(Data excerpts)

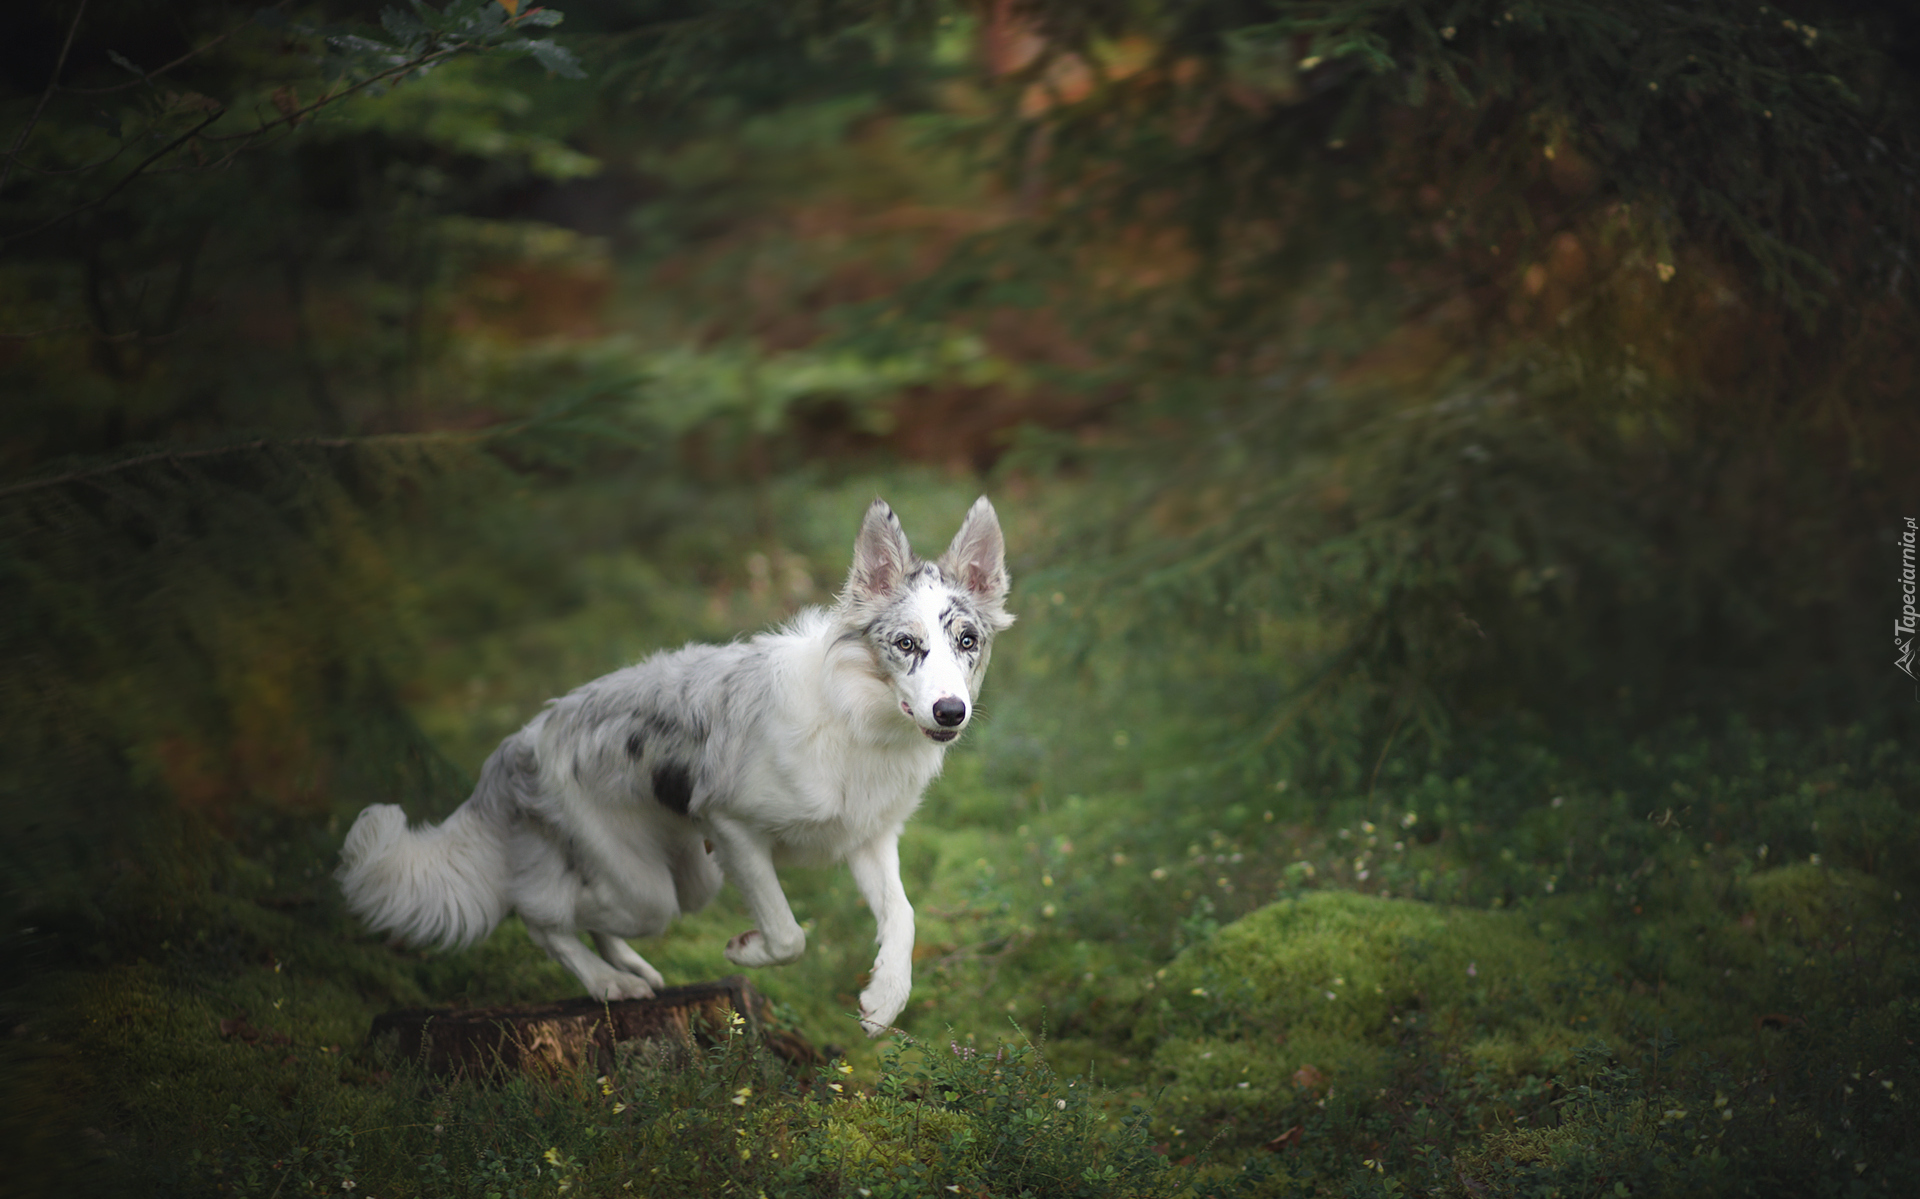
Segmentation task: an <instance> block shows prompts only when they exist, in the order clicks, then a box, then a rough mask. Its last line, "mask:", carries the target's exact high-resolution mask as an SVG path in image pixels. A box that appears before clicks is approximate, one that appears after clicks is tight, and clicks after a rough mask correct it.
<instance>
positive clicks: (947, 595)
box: [841, 496, 1014, 742]
mask: <svg viewBox="0 0 1920 1199" xmlns="http://www.w3.org/2000/svg"><path fill="white" fill-rule="evenodd" d="M1006 586H1008V578H1006V544H1004V540H1002V538H1000V517H996V515H995V511H993V503H987V498H985V496H981V498H979V500H975V502H973V507H972V509H968V515H966V521H964V523H962V525H960V532H956V534H954V542H952V546H948V548H947V553H943V555H941V559H939V561H931V563H929V561H922V559H920V557H914V550H912V546H908V544H906V532H902V530H900V519H899V517H895V515H893V509H891V507H887V503H885V502H881V500H876V502H874V505H872V507H868V509H866V519H864V521H862V523H860V536H858V540H854V546H852V571H851V573H849V576H847V592H845V594H843V596H841V609H843V613H845V617H847V623H849V626H851V628H854V630H856V636H860V638H862V640H864V642H866V646H868V649H870V651H872V655H874V663H876V667H877V669H879V676H881V678H883V680H885V682H887V684H889V686H891V688H893V697H895V701H897V703H899V707H900V713H902V717H904V719H912V721H914V724H918V726H920V732H924V734H925V736H927V738H929V740H935V742H950V740H954V738H956V736H960V730H962V728H966V724H968V721H972V719H973V696H975V694H977V692H979V682H981V678H983V676H985V674H987V657H989V655H991V651H993V634H995V632H998V630H1002V628H1006V626H1008V624H1012V623H1014V617H1012V615H1010V613H1008V611H1006Z"/></svg>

(End Data excerpts)

| Task goal |
Return the material above verbatim, line for line, and leave out the picture.

| Your solution |
Segmentation task: an <instance> block shows prompts only when they exist, in the order clicks, then a box, then a rough mask. Its last line, "mask:", carries the target's exact high-resolution mask as an SVG path in image pixels. A box that appears before clicks is approximate, one that appears after clicks is tight, and clicks after a rough mask correct it.
<instance>
positive clicks: (947, 595)
box: [841, 496, 1014, 742]
mask: <svg viewBox="0 0 1920 1199" xmlns="http://www.w3.org/2000/svg"><path fill="white" fill-rule="evenodd" d="M1006 586H1008V578H1006V544H1004V540H1002V538H1000V517H996V515H995V511H993V503H987V498H985V496H981V498H979V500H975V502H973V507H972V509H968V515H966V521H964V523H962V525H960V532H956V534H954V542H952V546H948V548H947V553H943V555H941V559H939V561H931V563H929V561H922V559H920V557H914V550H912V546H908V544H906V532H902V530H900V519H899V517H895V515H893V509H891V507H887V503H885V502H881V500H876V502H874V505H872V507H868V509H866V519H864V521H862V523H860V536H858V540H854V546H852V571H851V573H849V576H847V592H845V594H843V596H841V609H843V613H845V617H847V623H849V626H851V628H854V630H856V636H860V638H862V640H864V642H866V646H868V649H870V651H872V655H874V663H876V667H877V669H879V676H881V678H883V680H885V682H887V684H889V686H891V688H893V697H895V701H897V703H899V707H900V713H902V717H904V719H912V721H914V724H918V726H920V732H924V734H925V736H927V738H929V740H935V742H950V740H954V738H956V736H960V730H962V728H966V724H968V721H972V719H973V696H975V694H977V692H979V682H981V678H983V676H985V674H987V657H989V655H991V651H993V634H995V632H998V630H1002V628H1006V626H1008V624H1012V623H1014V617H1012V615H1010V613H1008V611H1006Z"/></svg>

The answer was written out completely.